WHAT YOU NEED TO DO ▸
**A.** Answer these questions using the passage on B cell subsets:
(i) Where do follicular (FO) B cells go upon activation?
(ii) Which cytokines may have helped transitional B cells become FO B cells?
(iii) Which group had the highest percentage of activated B cells on day 28?
**B.** Write the text that follows the final sentence of the passage on B cell subsets.

DOCUMENT SEGMENT ▸

.....

For B cell subsets, upon activation, follicular (FO) B cells enter the germinal center and ultimately differentiate into plasma cells or memory B cells [38]. Activated B cells signify the maturation of the immune response, and a subset of them further differentiates into memory B cells, which persist long-term in the body and mount rapid responses during secondary immune reactions [39]. Appropriate NAD⁺ levels help maintain normal B cell function, promoting their differentiation into plasma cells for antibody production. Meanwhile, NMN supplementation may enhance B cell immune responses by elevating NAD⁺ levels [39]. Experimental data demonstrate that Groups A and B, supplemented with metabolic regulators and cytokines, exhibited significant B cell differentiation characteristics: a reduced proportion of transitional B cells and a notably higher proportion of FO B cells compared to the control group. The addition of cytokines IL-15/23 may have facilitated the differentiation of transitional B cells into FO B cells, laying the foundation for the immune system to produce more high-affinity antibodies against antigens. The percentage of marginal zone (MZ) B cells in Groups A and B was lower than in Group C1, suggesting that the adjuvants in Groups A and B may have activated MZ B cells, driving their differentiation into plasma cells or other subsets [40]. Furthermore, Group A displayed the highest percentage of activated B cells on day 28, indicating that more activated B cells would subsequently differentiate into plasma cells and memory B cells, thereby enhancing antibody production and long-term immunity.

.....

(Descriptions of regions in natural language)
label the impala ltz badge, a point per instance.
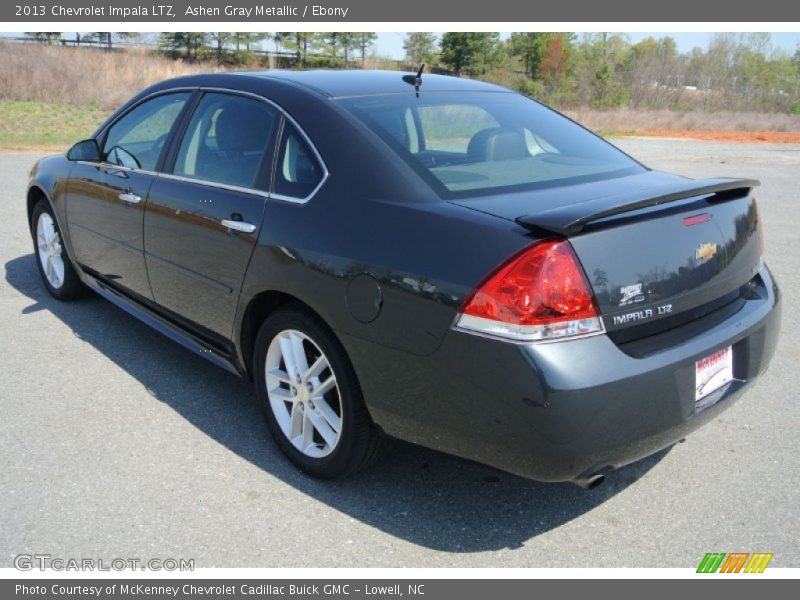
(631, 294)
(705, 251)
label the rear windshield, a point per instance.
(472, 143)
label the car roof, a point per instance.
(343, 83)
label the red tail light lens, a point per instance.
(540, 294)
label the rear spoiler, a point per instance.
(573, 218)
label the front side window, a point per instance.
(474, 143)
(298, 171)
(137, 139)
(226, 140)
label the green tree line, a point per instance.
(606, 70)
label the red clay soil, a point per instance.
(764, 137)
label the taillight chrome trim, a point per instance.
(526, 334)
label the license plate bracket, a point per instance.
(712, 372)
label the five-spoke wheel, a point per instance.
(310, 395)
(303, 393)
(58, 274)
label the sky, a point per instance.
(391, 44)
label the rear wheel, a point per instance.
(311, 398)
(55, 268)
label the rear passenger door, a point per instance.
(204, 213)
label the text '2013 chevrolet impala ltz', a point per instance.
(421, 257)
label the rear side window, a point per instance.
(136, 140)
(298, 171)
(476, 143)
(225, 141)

.....

ANSWER SECTION ▸
**A.**
(i) They enter the germinal center.
(ii) IL-15/23.
(iii) Group A.

**B.**
The neutralizing antibody titer is closely associated with vaccine protective efficacy. The level of neutralizing antibodies in Group A was significantly higher than those in other groups after booster immunization, indicating that the adjuvants IL-15/23 significantly enhanced the immune response. The concentrations of FHV and FPV neutralizing antibodies were below the detection limit; therefore, we further evaluated the immunization efficacy by measuring virus-specific antibodies against the three viruses. The FHV-Ab measurement results demonstrated that the specific antibodies in Group B increased significantly after booster immunization and exhibited an upward trend. On day 56, the FHV-Ab level in Group B was significantly higher than those in the other three groups, suggesting that the cellular metabolic molecules could markedly and persistently enhance immune efficacy. After day 28, the FPV-specific antibody levels in Groups A and B were consistently higher than those in Groups C1 and C2, indicating that the metabolic regulators could more effectively promote the production of FPV-specific antibodies post-booster immunization. These results demonstrate that the combination of metabolic modulators and cytokines as adjuvants can optimize B-cell immune responses through multiple pathways, significantly improving antibody production efficiency and establishing long-term immune memory.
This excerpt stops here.